Start of Input records
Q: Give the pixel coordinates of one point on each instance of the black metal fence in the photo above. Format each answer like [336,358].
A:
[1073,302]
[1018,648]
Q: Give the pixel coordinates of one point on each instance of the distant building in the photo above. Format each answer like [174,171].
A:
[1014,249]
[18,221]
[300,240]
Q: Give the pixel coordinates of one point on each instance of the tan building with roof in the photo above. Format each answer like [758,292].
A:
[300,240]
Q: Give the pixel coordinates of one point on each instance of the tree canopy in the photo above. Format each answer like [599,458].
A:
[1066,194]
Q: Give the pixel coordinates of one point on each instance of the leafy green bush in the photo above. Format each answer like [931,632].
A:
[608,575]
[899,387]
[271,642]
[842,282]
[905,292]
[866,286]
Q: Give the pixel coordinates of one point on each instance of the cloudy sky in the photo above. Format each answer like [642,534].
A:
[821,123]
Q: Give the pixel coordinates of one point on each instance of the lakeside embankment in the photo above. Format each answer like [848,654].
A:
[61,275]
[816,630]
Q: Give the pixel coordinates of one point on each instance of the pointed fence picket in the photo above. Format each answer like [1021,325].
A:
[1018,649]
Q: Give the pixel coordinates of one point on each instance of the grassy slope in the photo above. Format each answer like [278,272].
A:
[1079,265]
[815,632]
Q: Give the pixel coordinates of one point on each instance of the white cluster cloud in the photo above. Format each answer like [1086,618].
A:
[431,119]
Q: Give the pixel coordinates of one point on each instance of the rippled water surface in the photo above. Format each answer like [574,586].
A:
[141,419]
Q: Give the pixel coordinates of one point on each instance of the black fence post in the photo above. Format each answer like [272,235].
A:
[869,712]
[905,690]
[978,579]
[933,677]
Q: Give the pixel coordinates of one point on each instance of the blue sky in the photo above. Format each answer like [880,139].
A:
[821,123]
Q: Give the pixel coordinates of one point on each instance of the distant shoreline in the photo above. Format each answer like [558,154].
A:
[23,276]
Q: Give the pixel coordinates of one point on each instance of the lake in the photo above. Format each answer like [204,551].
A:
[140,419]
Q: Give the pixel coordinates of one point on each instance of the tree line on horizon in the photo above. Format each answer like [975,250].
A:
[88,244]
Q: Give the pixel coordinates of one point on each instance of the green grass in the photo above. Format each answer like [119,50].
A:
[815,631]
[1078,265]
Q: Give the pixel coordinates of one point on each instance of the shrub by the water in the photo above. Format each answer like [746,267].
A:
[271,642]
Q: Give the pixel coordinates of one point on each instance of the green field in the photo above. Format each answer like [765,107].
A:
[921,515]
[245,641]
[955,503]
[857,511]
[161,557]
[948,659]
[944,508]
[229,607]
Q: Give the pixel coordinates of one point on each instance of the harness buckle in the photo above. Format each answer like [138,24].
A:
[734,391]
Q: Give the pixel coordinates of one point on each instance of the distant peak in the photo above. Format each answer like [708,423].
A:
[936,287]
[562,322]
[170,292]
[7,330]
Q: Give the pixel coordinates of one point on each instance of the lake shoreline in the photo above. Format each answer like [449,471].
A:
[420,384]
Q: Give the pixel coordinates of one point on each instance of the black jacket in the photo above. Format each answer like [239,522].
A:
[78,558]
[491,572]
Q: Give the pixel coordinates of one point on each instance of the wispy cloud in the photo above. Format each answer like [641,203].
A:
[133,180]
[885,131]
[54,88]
End of Input records
Exercise:
Your reply is to repeat, unchanged, the lines above running from the one with "answer like [558,154]." up to and including the one with "answer like [765,107].".

Completed exercise:
Q: Give the pixel coordinates of one point on each instance of the distant shoreline in the photo above. Format each answer like [558,154].
A:
[23,276]
Q: Give the pixel coordinates of one point on each instance of the lake in the photo above. Format each answer like [204,551].
A:
[140,419]
Q: Give the pixel coordinates of one point on each instance of the tree line on horizon in the photo above. Format each answer like [975,250].
A:
[88,244]
Q: Give the pixel coordinates of one point on each instance of the green grass in the photo above. Format each answer like [119,50].
A:
[815,631]
[1078,265]
Q: Give the pixel coordinates of one point on each instance of the shrub by the water in the photo above. Format each answer like [746,267].
A:
[271,642]
Q: Give the pixel coordinates of one point on each instance of the green field in the photo above. Format each answer like [765,107].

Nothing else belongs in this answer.